The problem: Starting at the line that contains "Might I trouble you for the coordinates of the overcast", copy each line through the end of the listing below. Include both ends and output nothing more.

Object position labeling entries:

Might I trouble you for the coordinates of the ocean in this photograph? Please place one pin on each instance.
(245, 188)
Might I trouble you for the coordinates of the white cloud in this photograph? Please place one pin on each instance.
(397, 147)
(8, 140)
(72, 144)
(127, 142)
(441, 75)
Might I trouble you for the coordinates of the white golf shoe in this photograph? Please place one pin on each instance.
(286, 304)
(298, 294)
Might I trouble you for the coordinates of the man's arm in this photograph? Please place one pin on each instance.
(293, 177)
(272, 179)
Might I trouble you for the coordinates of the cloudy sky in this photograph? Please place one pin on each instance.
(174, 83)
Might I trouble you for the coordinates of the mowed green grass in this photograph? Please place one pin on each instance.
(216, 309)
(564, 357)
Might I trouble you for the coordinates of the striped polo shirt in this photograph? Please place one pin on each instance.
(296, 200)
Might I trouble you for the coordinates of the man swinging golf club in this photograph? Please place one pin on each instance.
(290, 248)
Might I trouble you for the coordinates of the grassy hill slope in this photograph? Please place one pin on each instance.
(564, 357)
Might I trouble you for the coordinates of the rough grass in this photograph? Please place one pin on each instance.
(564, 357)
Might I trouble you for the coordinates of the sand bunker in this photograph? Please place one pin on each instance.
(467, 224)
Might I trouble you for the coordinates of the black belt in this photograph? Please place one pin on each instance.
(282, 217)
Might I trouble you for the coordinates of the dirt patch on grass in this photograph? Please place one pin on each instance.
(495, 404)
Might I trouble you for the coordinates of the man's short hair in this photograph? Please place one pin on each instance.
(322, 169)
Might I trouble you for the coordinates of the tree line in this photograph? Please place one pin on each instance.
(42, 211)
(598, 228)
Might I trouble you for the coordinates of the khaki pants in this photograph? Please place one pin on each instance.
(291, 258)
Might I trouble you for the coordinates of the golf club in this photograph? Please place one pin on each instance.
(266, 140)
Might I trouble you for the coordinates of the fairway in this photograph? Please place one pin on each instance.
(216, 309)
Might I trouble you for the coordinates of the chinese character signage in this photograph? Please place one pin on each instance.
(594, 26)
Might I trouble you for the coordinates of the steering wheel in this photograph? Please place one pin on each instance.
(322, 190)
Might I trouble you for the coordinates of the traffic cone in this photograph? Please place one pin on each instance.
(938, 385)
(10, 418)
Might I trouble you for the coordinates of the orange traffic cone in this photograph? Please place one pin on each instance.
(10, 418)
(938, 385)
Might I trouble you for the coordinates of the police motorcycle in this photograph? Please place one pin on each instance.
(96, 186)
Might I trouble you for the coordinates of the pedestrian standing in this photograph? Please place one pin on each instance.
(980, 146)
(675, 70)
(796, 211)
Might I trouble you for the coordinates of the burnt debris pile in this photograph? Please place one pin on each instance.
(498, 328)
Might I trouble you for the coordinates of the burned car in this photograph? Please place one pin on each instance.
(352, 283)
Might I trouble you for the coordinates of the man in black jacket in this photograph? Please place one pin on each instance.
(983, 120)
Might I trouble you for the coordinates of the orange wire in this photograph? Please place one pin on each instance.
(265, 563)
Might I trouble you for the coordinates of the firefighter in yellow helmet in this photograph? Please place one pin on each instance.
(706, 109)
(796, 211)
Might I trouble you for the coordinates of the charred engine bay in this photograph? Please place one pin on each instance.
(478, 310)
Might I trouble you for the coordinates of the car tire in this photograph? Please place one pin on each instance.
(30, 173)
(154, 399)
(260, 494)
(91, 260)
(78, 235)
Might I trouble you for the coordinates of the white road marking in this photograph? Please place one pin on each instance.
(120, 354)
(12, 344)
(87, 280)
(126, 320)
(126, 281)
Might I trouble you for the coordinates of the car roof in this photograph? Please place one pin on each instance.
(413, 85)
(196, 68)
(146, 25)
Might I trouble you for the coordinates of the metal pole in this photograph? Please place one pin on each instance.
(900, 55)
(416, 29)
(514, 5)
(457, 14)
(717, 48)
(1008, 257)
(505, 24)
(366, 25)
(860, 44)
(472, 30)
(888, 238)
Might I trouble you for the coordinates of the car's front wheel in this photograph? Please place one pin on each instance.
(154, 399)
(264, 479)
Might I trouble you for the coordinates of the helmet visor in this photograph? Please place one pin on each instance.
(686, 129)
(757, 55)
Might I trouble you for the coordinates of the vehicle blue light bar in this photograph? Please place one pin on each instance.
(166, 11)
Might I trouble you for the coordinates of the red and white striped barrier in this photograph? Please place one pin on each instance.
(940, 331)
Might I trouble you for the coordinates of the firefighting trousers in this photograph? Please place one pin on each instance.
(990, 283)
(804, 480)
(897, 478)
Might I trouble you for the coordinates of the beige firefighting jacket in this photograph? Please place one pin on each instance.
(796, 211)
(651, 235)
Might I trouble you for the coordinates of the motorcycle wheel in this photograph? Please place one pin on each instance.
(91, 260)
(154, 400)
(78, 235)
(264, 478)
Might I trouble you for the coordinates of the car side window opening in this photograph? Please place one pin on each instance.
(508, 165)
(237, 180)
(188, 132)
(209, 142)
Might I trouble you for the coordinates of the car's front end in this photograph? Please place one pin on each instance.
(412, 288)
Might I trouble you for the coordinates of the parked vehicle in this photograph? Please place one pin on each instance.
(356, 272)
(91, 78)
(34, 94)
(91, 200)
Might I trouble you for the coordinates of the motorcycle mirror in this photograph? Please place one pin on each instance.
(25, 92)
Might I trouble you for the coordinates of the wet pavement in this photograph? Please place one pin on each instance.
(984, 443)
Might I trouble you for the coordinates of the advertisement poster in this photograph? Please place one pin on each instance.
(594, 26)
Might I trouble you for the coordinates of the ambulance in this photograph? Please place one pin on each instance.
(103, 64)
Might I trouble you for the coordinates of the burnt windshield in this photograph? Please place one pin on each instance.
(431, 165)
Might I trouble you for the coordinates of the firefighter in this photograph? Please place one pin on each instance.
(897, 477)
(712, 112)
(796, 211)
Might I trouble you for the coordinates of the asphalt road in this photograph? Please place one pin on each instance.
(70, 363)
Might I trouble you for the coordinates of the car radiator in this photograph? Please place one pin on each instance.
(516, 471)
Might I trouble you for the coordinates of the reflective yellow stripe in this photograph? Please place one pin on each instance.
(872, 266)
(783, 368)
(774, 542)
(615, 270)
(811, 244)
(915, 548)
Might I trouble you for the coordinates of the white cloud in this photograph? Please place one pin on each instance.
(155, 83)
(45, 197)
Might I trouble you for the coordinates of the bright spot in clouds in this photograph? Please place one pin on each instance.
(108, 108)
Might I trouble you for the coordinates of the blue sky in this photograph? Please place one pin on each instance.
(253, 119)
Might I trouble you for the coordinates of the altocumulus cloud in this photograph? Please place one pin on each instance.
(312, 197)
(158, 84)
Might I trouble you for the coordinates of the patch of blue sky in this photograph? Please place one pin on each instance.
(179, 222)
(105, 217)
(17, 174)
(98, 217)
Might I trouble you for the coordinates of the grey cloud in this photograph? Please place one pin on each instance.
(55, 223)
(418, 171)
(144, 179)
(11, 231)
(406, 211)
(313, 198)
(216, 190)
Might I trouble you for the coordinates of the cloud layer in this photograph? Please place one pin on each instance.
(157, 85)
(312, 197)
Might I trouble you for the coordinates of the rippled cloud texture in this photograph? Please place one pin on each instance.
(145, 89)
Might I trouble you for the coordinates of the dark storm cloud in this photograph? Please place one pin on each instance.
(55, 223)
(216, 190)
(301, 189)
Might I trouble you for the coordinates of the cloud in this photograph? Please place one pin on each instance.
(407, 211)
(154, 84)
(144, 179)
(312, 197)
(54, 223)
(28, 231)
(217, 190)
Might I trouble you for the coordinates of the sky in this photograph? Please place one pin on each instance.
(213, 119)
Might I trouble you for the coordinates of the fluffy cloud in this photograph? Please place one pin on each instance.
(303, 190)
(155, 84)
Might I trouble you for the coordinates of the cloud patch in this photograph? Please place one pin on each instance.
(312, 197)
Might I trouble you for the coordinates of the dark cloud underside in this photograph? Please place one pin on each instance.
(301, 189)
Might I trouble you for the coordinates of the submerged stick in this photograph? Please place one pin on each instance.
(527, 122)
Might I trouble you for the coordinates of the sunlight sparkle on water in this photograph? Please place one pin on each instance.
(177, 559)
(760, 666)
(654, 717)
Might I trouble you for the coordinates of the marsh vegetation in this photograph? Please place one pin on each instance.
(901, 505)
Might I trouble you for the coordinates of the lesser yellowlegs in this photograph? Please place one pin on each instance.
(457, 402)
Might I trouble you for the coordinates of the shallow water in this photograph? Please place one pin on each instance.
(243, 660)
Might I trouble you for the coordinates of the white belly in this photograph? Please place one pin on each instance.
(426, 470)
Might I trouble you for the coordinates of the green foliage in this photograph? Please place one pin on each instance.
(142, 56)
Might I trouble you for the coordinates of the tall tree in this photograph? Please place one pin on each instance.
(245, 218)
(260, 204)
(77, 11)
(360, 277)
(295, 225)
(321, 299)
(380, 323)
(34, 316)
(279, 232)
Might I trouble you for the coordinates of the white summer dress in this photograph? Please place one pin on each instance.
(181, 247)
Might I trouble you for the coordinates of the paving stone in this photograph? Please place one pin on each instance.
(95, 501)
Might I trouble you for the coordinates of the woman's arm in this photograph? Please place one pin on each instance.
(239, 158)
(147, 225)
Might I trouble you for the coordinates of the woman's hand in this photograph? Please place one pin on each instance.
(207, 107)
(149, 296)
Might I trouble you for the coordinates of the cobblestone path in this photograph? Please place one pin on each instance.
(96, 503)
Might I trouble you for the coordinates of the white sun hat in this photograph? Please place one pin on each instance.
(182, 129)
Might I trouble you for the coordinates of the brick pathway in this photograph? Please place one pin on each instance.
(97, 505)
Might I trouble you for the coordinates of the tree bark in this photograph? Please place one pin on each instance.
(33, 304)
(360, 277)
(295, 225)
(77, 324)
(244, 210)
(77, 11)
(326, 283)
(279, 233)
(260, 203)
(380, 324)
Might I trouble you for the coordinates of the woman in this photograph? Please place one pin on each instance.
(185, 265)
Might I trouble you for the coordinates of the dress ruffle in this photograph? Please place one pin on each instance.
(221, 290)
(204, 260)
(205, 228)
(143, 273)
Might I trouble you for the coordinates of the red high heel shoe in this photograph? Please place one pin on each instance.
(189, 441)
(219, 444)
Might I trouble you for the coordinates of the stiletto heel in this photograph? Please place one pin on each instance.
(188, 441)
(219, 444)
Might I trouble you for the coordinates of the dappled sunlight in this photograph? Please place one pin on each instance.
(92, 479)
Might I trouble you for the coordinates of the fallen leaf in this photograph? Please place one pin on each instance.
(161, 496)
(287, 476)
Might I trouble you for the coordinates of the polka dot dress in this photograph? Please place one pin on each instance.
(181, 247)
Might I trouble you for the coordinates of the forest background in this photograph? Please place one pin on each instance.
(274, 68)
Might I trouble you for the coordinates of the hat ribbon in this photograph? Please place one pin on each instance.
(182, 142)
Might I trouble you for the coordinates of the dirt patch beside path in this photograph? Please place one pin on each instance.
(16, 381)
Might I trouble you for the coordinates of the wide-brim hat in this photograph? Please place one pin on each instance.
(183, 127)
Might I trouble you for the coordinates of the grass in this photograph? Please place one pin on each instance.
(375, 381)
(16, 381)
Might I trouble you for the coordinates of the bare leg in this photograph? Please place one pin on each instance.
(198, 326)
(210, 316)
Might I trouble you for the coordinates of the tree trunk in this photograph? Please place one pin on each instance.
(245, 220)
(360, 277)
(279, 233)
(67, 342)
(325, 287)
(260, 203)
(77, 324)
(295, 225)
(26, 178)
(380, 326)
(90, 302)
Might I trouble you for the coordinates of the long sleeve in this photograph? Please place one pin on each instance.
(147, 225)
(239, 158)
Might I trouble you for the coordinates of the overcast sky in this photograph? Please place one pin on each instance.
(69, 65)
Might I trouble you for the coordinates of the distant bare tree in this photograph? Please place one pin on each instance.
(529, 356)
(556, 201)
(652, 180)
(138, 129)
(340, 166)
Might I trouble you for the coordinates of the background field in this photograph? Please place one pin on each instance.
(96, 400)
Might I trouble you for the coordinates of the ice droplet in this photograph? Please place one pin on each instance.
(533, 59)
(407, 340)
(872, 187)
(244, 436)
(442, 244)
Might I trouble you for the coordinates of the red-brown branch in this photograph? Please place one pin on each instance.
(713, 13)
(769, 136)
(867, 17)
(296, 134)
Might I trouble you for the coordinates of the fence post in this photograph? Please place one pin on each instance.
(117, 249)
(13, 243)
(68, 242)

Task answer:
Might I trouble you for the coordinates of the overcast sky in this photograph? Please place one pin on each instance.
(69, 65)
Might I trouble you for the coordinates of the distant bare tree in this photograph? Please place one pin on each instance.
(529, 356)
(556, 201)
(652, 180)
(138, 129)
(340, 166)
Might I trouble you for the coordinates of the background field in this photograph? Please place one pin on each instance.
(96, 400)
Might I trouble you for the coordinates of the ice droplet in this photograph? Please place one pin on each instance.
(533, 59)
(407, 340)
(872, 187)
(244, 436)
(442, 244)
Might I trouble you for the coordinates of the red-brown branch in this photograph? Please place one pin on each instance.
(713, 13)
(769, 136)
(867, 17)
(296, 134)
Might I trouble you for the coordinates of the fence post in this photograph? Please place one pin on each instance.
(117, 249)
(13, 243)
(68, 242)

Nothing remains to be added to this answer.